= GIVEN REQUEST =
Output the material beneath exactly, leaving nothing out.
>> Begin INPUT DATA
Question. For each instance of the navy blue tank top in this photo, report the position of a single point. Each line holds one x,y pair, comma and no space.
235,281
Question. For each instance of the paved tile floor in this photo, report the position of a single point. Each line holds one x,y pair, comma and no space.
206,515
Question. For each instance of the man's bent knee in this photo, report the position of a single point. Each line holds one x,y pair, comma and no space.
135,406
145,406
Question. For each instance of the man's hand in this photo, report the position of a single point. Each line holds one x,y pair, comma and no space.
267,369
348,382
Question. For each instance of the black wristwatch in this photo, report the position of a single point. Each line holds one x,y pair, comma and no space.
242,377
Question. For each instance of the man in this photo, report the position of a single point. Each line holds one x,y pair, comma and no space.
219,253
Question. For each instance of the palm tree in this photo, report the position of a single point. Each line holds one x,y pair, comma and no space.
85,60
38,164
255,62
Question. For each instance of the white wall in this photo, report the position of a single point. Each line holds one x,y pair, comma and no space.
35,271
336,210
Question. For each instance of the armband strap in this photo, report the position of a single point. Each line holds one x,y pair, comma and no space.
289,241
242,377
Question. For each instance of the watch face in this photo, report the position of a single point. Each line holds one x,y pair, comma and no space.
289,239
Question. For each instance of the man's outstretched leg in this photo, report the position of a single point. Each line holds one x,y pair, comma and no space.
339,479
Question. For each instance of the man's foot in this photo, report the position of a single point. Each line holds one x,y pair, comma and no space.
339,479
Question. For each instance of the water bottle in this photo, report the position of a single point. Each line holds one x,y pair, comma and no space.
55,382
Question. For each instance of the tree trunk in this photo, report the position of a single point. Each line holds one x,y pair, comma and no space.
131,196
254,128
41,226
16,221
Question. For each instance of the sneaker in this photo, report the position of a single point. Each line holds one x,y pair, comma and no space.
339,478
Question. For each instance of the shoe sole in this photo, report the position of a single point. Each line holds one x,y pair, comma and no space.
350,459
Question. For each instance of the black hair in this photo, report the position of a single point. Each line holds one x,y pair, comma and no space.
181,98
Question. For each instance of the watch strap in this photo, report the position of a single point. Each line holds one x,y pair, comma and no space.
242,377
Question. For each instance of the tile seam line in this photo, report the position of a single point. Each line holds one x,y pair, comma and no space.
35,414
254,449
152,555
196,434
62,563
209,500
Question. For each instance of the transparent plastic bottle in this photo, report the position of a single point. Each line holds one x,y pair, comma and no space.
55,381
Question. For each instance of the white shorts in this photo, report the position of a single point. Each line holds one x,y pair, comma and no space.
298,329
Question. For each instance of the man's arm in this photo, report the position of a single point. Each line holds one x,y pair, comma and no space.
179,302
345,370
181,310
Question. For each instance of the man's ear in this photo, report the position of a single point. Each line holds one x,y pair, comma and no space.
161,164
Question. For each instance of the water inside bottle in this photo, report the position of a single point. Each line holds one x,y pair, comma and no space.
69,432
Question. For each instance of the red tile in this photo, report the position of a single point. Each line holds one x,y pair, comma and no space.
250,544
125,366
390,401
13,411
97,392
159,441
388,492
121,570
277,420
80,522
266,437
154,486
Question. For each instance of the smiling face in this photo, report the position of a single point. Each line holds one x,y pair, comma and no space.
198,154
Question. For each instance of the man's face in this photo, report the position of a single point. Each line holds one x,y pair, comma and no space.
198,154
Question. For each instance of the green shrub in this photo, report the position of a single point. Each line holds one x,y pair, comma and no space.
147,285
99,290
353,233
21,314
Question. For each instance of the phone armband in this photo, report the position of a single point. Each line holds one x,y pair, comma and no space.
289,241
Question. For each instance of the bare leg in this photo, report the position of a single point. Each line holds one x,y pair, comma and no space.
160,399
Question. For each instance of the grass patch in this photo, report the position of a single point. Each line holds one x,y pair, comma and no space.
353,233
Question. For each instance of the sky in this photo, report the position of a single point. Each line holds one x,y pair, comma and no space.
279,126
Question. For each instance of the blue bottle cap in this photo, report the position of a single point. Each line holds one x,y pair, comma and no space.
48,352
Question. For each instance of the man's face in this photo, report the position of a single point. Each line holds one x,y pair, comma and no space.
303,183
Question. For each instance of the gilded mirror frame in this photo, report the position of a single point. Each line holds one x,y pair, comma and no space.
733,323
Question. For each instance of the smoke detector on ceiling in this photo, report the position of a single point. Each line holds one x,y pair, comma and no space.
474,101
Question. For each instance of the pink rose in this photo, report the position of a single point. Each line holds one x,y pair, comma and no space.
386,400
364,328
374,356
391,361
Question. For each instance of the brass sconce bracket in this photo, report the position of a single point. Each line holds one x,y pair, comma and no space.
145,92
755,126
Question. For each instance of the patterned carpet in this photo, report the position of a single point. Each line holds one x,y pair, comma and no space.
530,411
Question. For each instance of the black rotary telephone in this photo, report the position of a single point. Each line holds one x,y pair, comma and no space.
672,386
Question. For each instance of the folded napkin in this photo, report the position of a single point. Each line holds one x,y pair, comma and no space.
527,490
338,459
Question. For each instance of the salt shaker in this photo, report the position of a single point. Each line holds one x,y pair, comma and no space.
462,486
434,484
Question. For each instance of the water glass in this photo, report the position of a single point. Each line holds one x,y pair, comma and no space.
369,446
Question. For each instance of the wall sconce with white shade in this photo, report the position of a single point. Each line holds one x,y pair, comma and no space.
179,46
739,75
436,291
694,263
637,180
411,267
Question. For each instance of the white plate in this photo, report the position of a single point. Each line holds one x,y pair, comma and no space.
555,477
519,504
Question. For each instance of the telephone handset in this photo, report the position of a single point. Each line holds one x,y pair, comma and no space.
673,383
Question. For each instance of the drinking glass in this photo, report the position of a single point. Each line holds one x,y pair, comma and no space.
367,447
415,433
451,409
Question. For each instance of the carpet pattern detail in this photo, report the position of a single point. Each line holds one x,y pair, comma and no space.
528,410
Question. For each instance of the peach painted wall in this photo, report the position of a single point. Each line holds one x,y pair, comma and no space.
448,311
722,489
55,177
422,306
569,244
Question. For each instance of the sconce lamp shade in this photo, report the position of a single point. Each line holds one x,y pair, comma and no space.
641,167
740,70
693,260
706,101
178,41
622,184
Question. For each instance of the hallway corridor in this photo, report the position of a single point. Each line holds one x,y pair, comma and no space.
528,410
>> End INPUT DATA
= EXERCISE OUTPUT =
Question. For each instance of the navy blue tank top in this photo, report the position of a single point. Each line holds one x,y pair, comma and no space.
235,281
Question. For each instance of the paved tile floor in this photo, report the position of a single point. Each line holds one x,y pair, comma and no space.
206,515
Question. For each instance of the man's bent knee in this photo, report the position of a single point. Each line holds one x,y pair, comma and no space.
135,406
145,406
Question. For each instance of the man's hand in this photo, report the position of a single point. Each line holds one x,y pair, comma and no space.
267,369
348,382
Question. For each instance of the black wristwatch in this photo, report the position of a single point. Each line holds one x,y pair, comma and no space.
242,377
Question. For each instance of the man in this photo, report the position of a single point. Each line holds one x,y pair, comma and no space.
219,253
Question. For each instance of the palm tree in this photo, report the position of a single point. Each line holds one x,y pair, comma and no space.
85,60
38,164
255,62
Question. For each instance of the white wall in this photo, report the position of a single point. Each line holds one x,y pair, comma and no space.
35,271
336,210
Question. For each instance of the armband strap in this photo, report the position of a single point. Each line holds one x,y pair, comma and no space.
289,241
242,377
Question. For each instance of the watch face in this photo, report the position of a single point. Each line holds one x,y pair, comma and no space.
289,239
Question. For each instance of the man's outstretched leg in this photo, report the position of a single point. Each line holds one x,y pair, comma and no space.
339,479
Question. For each instance of the man's foot in this photo, report the position of a single point. Each line holds one x,y pair, comma and no space.
339,479
Question. For each instance of the water bottle in this photo, report the position of a single point. Each line holds one x,y pair, comma and no space.
55,382
Question. For each instance of the tree trunk in this photo, report the position of a single point. Each line holds one x,y pair, comma and no space.
131,196
254,128
41,226
16,221
Question. For each instance of the sneaker in this photo, report the position of a single point. Each line holds one x,y pair, comma and no space.
339,478
Question. For each instance of the shoe sole in this photo, report the position of a single point. Each line holds one x,y pair, comma and no space.
350,459
Question. For each instance of the black hair in this photo, report the position of a single point. Each line holds one x,y pair, comma and no space.
181,98
Question. For each instance of the watch strap in this photo, report the position of a single point. Each line holds one x,y pair, comma and no space.
242,377
Question. For each instance of the tile seam line in this photo, report the position of a single point. Each line holds one x,y pair, comma and no space.
35,414
254,449
152,555
196,434
62,563
209,500
Question. For each instance of the transparent plastic bottle in this photo, report the position of a single point. Each line holds one x,y pair, comma and no space.
55,381
Question. For each instance of the white shorts in this photo, report the position of a single point. Each line holds one x,y pair, comma and no space.
298,329
Question. For each instance of the man's arm in this photo, report the position of a single point. Each line holds one x,y pair, comma and no space.
179,302
345,370
181,310
Question. For each instance of the man's ear in this photo, report the position of a single point. Each line holds one x,y pair, comma and no space.
161,164
Question. For each instance of the water inside bottle in this photo, report the position of a single point. Each line holds one x,y pair, comma and no space.
69,432
Question. For each instance of the red tile in this photo, report the position of a single point. Each line holds one x,y pair, comma and no space.
250,544
125,366
390,401
13,411
97,392
159,441
388,492
121,570
277,420
80,522
266,437
154,486
Question. For each instance of the smiling face in this photo, report the position of a single point. Each line holds one x,y pair, comma and no space.
198,154
Question. For each instance of the man's face in this photo, report the position of a single point. Each line holds one x,y pair, comma and no space.
198,154
Question. For each instance of the green shrub in this photo, report the position of a single point. Each line holds one x,y pair, comma and no space.
147,285
99,290
353,233
21,314
Question. For each instance of the phone armband in this photo, report the position of a single point. Each line holds one x,y pair, comma and no space.
289,241
Question. For each instance of the bare leg in this photo, report the position of a single point. Each line holds one x,y pair, comma and no space.
160,399
Question. For each instance of the grass patch in this photo, report the position of a single point. Each line holds one x,y pair, comma and no space.
353,233
Question. For each instance of the sky in this photo, report the position of a single point. Each line holds one x,y pair, comma and no space.
279,126
Question. For each instance of the blue bottle cap in this photo, report the position of a single point. Each line holds one x,y pair, comma and no space.
48,352
Question. For each instance of the man's face in this photo, report the position of a single point. Each line holds one x,y pair, comma and no space.
303,183
Question. For each instance of the gilded mirror frame in this photo, report the position of a single point. Each line holds one x,y pair, comma and no space.
733,323
Question. For each instance of the smoke detector on ceiling in this photo, report the position of a single point. Each line holds one x,y pair, comma and no space.
474,101
Question. For each instance of the pink rose in this photo, report the position of a single point. Each line holds one x,y pair, comma and no space.
386,400
364,328
374,356
391,361
Question. For each instance of the brass sconce bracket in this photo, report the position of a single point. Each line holds one x,y pair, comma and no space.
145,92
755,126
Question. For each instance of the patterned carpet in this photo, report the position of a single point. Each line holds one x,y pair, comma and no space.
530,411
Question. For each instance of the black rotary telephone in this photo, report the position of a single point. Each line holds one x,y pair, comma and no space.
672,386
Question. For each instance of the folded napkin in this photo, report the position of a single point. Each line holds one x,y pair, comma and no space.
527,490
338,459
Question. For each instance of the salt shaker in this photo, report the position of a single point. Each line holds one x,y pair, comma and no space.
462,486
434,484
Question. For each instance of the water glass in this photo, report the position of a single point. Each line holds one x,y pair, comma and no space.
369,446
Question. For each instance of the wall sconce with white shade in this photo, report the position of a single point. Each line holds one x,y pair, comma and no space.
179,46
739,75
436,291
694,263
637,180
411,267
Question. For each instance of the white plate in this photo, report the position of a single point. Each line holds one x,y pair, comma and no space.
555,477
519,504
Question. For each instance of the telephone handset in this photo, report the position of a single point. Each line holds one x,y pair, comma and no space.
673,383
Question. For each instance of the drinking glass in this photo, report the position of a single point. Each line holds one x,y pair, comma and no space.
367,447
415,433
451,409
Question. For each instance of the carpet pattern detail in this photo, report the position of a single point. Each line holds one x,y pair, comma and no space.
528,410
Question. For each instance of the peach painted wall in this photo, report the position of a single point. Each line holds one x,y pair, comma and no space.
448,311
722,489
55,177
422,306
569,244
Question. For each instance of the sconce lamp shade in this photo, report the position of a single point. Each line holds one x,y pair, comma and no space.
641,167
740,70
693,260
706,101
178,41
622,184
Question. For each instance of the hallway corridor in this photo, report the position of a single point. Each line holds one x,y pair, comma and no space.
528,410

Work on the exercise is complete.